## [SELECTED TEXT]
□ □ □ □
The death came a day after two separate attacks on convoys
in which one soldier was killed. It brought to 149 the number
of U.S. personnel killed in combat since the March 20 start
of the war - two more than the 1991 Gulf War total for U.S.
deaths in combat.
The Bush administration, struggling to quell the violence,
is considering appealing to the United Nations to urge member
states to supply troops and police, State Department spokesman
Richard Boucher said Friday. Several countries - including
Russia, France and India - have said they would not send peacekeeping
forces to Iraq without a U.N. mandate.
Currently, there are about 145,000 American troops and 12,000
coalition forces including British, Poles and others in Iraq.
Secretary of State Colin Powell and U.N. Secretary-General
Kofi Annan have discussed whether new U.N. action is needed,
although a current U.N. resolution dealing with Iraq "encourages
people to participate" in Iraq peacekeeping, Boucher
said.
The daily attacks that have plagued U.S. occupation forces
have been blamed on Sunni Muslim followers of ousted leader
Saddam Hussein. Southern Iraq, home to most of Iraq's majority
Shiites, has largely been calm.
But al-Sadr's call in a Friday prayer sermon reflected the
deep rejection of the U.S.-led occupation felt by some sectors
of the Shiite population.
"If you ignore the Governing Council, you'll be restoring
good to your country," al-Sadr - the son of a revered
ayatollah, Mohammed Sadeq al-Sadr, who was killed by Saddam's
regime in 1999 - told worshippers during a sermon at the main
mosque in the holy city of Kufa.
The U.S. administration led by L. Paul Bremer gave Shiites
- who were harshly oppressed by Saddam - a majority on the
new 25-member council. But most of the Shiite members are
secular figures or moderate clerics. The council, which represents
a wide range of factions and ethnic groups in Iraq, still
must convince Iraqis it represents the people, though Bremer's
administration still holds final word.
□ □ □ □
## [GOAL A]
In the news excerpt, where did al-Sadr give his Friday sermon?

## [DATA FOR THIS EXERCISE]
□ □ □ □
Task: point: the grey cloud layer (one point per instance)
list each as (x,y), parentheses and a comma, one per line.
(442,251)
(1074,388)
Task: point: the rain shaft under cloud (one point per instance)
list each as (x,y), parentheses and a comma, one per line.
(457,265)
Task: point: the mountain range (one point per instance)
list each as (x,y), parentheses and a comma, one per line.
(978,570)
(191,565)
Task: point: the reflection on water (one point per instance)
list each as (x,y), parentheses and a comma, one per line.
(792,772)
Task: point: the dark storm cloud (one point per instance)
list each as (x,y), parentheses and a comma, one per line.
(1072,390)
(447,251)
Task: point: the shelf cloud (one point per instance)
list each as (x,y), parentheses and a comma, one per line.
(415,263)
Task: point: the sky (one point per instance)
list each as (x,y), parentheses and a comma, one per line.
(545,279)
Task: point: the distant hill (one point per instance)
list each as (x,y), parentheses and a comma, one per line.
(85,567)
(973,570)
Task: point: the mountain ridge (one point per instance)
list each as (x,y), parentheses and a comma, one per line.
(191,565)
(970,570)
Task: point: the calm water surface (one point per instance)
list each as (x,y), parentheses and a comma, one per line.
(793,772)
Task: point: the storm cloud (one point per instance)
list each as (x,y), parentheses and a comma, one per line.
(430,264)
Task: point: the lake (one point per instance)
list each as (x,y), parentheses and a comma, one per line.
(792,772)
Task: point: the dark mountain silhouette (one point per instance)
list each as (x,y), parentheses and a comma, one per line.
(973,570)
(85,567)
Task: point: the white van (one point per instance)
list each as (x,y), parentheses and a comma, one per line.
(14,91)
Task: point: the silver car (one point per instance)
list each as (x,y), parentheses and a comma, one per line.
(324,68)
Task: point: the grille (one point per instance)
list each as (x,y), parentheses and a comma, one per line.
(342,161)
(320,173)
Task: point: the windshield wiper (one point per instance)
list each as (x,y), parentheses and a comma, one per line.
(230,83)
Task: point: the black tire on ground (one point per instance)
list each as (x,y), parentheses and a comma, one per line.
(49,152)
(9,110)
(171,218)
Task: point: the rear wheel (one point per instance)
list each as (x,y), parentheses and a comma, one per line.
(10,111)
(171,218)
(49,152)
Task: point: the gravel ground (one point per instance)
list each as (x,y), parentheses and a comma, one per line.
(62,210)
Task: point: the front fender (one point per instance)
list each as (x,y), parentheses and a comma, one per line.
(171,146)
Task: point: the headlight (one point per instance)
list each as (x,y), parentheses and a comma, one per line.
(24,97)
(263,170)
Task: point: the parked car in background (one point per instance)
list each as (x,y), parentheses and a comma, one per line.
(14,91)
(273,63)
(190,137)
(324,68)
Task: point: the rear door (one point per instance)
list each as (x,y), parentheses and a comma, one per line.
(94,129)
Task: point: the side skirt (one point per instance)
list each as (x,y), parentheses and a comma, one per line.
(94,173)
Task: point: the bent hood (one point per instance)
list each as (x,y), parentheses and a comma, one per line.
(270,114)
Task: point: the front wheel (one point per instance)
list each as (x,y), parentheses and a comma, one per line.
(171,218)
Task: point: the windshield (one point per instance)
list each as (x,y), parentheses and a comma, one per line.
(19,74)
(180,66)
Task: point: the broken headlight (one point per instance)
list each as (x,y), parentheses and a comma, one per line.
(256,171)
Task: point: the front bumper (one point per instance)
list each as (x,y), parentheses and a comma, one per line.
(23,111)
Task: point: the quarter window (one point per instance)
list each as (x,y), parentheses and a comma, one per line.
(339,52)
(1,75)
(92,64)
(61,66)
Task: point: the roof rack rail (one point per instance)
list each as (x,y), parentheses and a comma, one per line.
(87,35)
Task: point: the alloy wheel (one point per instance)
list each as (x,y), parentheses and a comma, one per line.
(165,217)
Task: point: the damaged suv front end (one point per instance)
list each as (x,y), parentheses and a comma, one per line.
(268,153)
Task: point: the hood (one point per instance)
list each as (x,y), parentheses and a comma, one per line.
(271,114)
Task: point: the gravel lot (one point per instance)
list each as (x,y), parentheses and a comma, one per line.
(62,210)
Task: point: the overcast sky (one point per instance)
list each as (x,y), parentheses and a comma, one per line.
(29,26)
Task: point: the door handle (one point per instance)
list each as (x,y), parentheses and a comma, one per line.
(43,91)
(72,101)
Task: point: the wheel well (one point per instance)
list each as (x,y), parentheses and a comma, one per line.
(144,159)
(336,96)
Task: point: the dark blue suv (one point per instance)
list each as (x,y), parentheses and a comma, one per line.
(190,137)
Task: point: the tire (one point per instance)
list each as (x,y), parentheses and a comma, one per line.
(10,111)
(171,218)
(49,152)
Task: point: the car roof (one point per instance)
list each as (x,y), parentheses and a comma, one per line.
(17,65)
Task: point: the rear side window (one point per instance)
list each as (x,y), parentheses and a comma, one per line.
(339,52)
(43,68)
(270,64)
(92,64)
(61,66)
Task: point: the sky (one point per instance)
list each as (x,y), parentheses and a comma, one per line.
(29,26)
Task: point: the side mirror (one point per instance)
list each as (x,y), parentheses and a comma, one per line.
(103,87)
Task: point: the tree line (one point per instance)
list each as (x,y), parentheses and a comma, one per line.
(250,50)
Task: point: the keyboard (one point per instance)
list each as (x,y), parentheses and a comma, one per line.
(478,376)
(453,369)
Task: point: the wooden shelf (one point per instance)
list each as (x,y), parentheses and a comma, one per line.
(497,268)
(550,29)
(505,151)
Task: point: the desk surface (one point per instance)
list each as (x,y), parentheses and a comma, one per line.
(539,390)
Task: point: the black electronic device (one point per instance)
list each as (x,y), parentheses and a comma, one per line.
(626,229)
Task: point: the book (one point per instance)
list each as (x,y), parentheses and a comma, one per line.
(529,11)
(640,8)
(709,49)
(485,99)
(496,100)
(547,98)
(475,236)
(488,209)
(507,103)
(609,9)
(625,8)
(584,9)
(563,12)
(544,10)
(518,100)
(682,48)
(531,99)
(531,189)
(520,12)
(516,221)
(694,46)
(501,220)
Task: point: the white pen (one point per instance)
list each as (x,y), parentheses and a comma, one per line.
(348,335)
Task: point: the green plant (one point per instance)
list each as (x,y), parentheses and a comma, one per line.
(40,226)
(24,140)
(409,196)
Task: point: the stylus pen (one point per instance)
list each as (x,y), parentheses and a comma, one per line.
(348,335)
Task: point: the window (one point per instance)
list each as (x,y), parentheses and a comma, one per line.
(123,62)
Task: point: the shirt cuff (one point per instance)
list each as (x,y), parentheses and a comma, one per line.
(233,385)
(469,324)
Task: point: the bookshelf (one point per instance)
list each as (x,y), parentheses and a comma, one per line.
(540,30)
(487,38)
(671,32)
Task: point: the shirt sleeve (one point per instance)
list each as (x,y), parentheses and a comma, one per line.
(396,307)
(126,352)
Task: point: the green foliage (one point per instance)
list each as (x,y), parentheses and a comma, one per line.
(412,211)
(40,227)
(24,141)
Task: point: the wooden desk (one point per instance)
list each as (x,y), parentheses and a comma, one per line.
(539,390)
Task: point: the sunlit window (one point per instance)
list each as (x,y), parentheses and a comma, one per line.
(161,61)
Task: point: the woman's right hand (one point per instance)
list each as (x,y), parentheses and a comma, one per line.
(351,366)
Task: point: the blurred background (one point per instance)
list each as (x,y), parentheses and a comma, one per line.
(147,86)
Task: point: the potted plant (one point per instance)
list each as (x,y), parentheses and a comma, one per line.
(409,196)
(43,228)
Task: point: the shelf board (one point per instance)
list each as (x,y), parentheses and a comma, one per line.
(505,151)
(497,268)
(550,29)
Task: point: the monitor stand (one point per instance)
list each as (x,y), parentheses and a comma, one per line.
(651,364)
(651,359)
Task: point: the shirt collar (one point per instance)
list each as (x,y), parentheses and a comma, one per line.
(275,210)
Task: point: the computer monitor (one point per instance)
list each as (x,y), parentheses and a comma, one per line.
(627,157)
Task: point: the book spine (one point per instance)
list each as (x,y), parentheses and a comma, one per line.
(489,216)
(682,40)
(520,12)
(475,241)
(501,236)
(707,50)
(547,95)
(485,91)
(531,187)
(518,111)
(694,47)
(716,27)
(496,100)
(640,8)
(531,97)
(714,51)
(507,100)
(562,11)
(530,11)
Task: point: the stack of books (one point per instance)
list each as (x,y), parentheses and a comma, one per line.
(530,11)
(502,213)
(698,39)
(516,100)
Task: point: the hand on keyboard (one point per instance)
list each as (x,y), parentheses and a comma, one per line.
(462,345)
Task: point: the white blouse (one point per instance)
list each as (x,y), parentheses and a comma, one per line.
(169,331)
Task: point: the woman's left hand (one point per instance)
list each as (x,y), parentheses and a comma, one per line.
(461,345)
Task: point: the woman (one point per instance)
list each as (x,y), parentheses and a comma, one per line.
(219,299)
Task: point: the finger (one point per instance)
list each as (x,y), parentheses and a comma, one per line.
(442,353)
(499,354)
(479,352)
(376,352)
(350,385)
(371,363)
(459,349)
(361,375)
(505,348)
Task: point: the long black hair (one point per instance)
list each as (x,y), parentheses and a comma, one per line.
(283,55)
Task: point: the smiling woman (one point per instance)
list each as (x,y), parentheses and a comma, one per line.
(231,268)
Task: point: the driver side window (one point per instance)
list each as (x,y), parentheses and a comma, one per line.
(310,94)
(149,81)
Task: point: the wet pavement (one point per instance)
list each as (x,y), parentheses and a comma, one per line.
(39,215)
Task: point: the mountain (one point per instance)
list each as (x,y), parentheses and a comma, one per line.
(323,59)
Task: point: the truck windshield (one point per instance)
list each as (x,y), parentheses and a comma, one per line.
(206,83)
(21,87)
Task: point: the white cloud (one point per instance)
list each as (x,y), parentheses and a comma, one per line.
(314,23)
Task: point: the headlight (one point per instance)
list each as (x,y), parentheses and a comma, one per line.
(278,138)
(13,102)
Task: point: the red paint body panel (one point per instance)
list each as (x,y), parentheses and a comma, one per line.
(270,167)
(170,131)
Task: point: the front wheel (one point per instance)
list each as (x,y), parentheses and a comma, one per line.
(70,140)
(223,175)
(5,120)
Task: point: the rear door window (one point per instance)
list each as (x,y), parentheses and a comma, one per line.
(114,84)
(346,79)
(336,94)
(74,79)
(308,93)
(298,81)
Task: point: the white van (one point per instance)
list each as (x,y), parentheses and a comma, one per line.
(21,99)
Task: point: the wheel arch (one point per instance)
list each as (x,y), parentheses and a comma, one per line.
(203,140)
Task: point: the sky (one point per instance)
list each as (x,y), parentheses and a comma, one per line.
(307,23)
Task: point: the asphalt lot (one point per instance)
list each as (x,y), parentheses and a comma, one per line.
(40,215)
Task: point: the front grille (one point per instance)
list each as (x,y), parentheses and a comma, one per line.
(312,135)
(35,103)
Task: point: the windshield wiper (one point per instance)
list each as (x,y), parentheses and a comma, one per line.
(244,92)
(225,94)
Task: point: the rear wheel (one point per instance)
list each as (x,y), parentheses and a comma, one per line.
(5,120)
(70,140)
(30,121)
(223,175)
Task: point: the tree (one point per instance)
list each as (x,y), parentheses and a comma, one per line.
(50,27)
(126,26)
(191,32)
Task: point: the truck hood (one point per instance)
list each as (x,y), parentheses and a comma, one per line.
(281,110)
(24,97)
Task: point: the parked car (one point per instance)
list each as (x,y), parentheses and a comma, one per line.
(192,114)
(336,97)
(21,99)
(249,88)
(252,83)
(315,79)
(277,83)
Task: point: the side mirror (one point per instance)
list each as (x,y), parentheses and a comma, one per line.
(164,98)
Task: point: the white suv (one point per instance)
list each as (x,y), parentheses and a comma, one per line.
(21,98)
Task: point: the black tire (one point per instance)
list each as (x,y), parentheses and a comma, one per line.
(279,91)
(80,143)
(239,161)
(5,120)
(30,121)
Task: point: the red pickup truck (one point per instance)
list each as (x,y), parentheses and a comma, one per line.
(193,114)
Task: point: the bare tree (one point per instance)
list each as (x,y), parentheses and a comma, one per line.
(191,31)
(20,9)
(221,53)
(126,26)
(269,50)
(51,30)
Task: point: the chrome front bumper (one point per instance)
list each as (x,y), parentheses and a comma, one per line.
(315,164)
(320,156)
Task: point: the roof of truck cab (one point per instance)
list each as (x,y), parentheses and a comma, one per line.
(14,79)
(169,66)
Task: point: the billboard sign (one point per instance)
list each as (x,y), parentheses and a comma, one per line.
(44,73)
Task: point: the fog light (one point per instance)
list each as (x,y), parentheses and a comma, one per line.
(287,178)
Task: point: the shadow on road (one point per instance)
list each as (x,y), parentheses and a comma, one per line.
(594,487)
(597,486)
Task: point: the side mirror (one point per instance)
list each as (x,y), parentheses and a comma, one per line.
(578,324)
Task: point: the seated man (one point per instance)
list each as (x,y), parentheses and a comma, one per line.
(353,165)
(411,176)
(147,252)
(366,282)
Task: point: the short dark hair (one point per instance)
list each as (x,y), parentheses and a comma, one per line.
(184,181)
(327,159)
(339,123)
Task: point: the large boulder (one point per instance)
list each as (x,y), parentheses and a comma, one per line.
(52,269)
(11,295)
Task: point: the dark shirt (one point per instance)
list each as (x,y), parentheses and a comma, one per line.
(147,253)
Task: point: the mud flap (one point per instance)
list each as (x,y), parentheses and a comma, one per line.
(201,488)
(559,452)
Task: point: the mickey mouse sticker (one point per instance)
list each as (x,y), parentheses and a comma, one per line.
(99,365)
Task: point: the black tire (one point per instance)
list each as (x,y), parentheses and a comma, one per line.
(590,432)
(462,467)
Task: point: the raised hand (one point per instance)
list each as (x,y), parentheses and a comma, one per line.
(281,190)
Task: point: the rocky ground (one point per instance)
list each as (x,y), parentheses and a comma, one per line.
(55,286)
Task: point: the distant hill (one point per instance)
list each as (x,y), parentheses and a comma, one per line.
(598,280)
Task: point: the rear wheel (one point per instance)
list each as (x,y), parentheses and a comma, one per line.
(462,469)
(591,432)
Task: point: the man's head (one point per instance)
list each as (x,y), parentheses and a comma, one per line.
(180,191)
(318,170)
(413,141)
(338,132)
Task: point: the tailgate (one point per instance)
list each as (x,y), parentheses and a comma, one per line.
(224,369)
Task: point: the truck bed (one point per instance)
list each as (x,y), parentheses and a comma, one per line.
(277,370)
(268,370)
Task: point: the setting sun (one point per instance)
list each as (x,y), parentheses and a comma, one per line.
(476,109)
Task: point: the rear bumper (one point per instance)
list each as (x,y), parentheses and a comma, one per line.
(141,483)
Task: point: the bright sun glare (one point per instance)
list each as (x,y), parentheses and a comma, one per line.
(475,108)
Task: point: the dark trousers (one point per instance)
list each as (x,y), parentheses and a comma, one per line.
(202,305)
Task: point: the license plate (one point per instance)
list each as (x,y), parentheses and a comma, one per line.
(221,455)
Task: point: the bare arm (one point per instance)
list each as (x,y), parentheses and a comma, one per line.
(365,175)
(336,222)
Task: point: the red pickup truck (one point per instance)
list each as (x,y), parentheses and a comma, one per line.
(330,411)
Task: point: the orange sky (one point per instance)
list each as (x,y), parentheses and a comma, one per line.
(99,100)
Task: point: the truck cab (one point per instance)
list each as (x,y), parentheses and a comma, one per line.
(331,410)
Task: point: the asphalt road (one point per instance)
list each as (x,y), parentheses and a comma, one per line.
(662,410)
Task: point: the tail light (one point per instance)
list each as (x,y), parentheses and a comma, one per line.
□ □ □ □
## [GOAL B]
Report every line of the records that contains the string "wooden", matching case exactly.

## [WRITTEN SOLUTION A]
At the main mosque in the holy city of Kufa.

## [WRITTEN SOLUTION B]
Task: point: the wooden shelf (one point per instance)
Task: point: the wooden desk (one point per instance)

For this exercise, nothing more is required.